▶ **Objective**
Reproduce the rows from the line containing "Target: **sunset sky**" through the end of the rows, substituting "area" for every "region" and changing nothing else, and omit the pictures.

▶ **Dataset entries**
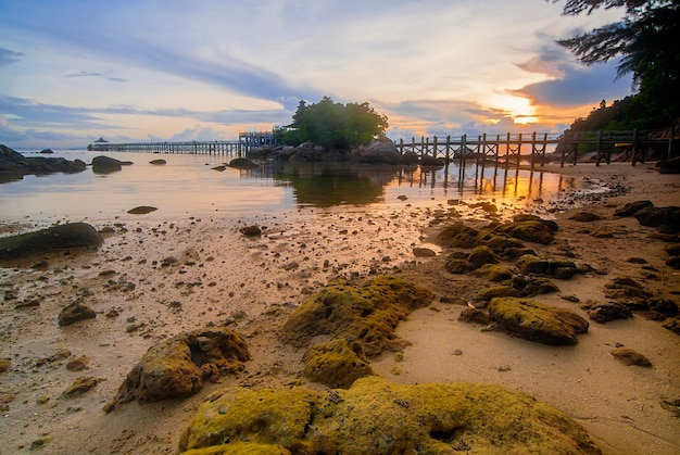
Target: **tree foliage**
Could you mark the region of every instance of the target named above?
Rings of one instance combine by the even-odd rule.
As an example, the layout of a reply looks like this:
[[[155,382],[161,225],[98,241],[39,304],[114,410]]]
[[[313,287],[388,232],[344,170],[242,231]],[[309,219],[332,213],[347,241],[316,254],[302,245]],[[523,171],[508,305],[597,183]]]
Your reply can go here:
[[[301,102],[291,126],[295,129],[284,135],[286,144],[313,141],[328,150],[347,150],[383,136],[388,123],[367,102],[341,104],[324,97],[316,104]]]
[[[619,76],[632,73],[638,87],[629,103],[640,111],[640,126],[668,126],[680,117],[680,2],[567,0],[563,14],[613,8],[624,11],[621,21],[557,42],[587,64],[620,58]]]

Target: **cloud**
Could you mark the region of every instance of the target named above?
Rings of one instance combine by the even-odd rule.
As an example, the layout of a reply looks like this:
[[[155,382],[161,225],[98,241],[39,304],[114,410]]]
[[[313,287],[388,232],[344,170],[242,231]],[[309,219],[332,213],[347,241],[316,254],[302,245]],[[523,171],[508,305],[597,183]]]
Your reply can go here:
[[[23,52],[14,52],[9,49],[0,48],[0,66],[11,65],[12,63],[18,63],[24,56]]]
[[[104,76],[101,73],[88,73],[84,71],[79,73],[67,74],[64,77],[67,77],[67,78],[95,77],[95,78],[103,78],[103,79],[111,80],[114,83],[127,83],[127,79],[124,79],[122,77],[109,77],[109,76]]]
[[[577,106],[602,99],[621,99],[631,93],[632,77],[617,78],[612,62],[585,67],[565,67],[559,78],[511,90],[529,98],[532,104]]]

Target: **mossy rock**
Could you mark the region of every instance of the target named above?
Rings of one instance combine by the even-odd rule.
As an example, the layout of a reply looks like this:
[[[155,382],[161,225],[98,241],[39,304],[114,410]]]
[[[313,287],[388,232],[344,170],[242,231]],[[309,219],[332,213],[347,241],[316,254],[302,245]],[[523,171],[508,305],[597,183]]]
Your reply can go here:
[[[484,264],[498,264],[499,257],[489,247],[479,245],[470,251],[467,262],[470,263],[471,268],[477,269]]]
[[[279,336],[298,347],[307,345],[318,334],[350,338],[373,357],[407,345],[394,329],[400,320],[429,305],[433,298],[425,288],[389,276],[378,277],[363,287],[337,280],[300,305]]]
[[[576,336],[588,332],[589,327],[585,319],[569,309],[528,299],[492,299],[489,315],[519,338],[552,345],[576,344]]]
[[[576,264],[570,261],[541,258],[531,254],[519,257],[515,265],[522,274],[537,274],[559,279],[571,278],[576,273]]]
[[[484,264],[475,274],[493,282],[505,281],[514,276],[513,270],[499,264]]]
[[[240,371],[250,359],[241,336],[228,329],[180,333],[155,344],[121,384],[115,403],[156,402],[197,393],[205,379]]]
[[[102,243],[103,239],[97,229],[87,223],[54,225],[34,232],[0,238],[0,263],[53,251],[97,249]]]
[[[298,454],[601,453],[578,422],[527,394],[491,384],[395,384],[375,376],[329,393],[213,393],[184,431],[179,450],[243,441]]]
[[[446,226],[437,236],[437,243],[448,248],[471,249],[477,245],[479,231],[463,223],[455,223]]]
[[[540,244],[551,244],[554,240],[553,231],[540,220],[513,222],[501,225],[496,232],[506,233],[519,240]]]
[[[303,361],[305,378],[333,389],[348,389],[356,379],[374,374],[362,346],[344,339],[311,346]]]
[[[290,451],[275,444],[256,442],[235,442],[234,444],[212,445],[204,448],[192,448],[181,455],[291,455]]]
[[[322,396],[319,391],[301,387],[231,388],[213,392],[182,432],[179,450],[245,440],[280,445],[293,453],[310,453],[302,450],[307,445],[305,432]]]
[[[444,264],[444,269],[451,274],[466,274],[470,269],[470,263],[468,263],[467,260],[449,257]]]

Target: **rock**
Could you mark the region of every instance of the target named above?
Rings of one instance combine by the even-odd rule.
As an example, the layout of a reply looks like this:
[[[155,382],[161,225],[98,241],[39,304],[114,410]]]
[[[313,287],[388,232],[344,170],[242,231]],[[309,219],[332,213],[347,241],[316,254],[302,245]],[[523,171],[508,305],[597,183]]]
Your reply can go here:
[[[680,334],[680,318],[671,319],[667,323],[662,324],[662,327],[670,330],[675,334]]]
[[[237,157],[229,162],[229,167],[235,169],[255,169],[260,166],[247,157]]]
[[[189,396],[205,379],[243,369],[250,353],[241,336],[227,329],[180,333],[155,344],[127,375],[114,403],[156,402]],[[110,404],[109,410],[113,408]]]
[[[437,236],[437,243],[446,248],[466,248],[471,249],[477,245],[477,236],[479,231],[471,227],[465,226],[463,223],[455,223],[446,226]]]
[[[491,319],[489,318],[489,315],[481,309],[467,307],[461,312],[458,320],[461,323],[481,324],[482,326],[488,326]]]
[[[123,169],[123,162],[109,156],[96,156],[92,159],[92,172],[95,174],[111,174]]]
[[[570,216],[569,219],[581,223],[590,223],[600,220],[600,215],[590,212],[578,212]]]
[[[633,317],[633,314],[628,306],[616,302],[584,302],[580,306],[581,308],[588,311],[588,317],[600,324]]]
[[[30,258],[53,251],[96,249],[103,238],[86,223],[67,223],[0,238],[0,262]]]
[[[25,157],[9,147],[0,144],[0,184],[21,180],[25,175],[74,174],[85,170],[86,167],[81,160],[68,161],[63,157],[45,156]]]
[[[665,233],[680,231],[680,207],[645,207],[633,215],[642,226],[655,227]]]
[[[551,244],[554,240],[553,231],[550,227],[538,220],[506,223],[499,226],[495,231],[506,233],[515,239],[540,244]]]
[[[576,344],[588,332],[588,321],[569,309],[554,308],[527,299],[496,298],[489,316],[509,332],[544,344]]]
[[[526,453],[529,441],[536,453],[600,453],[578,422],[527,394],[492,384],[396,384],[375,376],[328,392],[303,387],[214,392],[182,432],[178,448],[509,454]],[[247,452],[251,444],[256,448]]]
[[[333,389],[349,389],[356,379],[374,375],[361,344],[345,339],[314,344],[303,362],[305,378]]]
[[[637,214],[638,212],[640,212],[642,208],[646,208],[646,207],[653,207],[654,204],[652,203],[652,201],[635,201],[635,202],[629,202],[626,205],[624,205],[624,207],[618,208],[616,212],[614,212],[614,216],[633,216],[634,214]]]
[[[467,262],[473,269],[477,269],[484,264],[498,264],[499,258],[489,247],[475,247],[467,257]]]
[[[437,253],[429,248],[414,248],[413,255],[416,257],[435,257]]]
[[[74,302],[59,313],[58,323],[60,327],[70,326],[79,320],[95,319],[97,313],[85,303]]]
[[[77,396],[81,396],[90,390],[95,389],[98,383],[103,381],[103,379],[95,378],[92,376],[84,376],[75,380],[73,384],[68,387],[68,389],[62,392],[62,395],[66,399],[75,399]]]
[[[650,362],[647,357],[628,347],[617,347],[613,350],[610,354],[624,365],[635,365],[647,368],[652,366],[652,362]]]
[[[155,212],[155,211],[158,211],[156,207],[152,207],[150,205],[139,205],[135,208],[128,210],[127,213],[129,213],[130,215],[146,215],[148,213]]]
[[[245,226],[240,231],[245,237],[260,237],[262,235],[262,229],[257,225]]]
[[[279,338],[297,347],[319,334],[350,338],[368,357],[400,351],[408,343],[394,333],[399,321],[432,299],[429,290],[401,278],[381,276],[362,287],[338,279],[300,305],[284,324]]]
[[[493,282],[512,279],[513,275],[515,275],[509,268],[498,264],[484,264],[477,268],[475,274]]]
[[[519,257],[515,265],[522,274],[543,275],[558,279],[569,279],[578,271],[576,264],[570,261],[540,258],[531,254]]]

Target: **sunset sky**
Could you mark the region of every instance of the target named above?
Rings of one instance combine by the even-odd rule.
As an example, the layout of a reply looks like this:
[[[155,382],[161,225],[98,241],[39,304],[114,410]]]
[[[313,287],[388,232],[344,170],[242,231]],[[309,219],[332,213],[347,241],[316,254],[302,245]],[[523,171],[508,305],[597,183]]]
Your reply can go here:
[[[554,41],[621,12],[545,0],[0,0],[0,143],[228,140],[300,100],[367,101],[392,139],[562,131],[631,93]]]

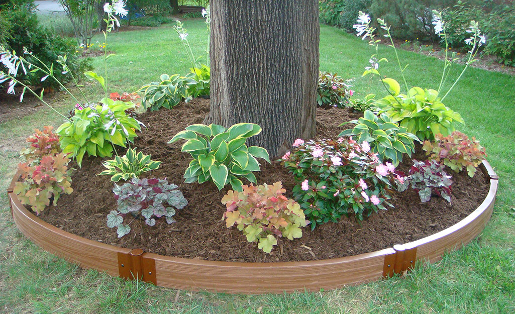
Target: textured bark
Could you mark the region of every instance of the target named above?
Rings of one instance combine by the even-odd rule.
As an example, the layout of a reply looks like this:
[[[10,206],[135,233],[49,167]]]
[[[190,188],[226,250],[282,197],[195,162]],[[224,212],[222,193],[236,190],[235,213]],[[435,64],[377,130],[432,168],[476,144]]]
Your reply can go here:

▶ **Correct output**
Target: **sunset sky**
Could you mark the area of every instance of the target named above?
Rings of one instance combine by the even-odd rule.
As an example, the layout of a reply looks like this:
[[[155,382],[161,225],[98,241],[39,304],[114,410]]]
[[[313,287],[388,232],[344,170],[242,231]],[[309,219],[332,213],[347,241],[316,254],[302,245]],[[523,171],[508,305],[597,183]]]
Your reply can go here:
[[[554,41],[621,12],[545,0],[0,0],[0,143],[228,140],[300,100],[367,101],[392,139],[562,131],[631,93]]]

Target: textured bark
Could you mark the area of every instance of the target named above?
Rings of one instance combine by the even-odd rule.
As an example, the layout of a reply looks like this:
[[[10,206],[135,233],[49,167]]]
[[[190,188],[226,250],[282,197],[195,162]],[[224,212],[222,193],[236,190],[235,213]],[[435,64],[377,130],[432,168],[476,144]]]
Your reply can go here:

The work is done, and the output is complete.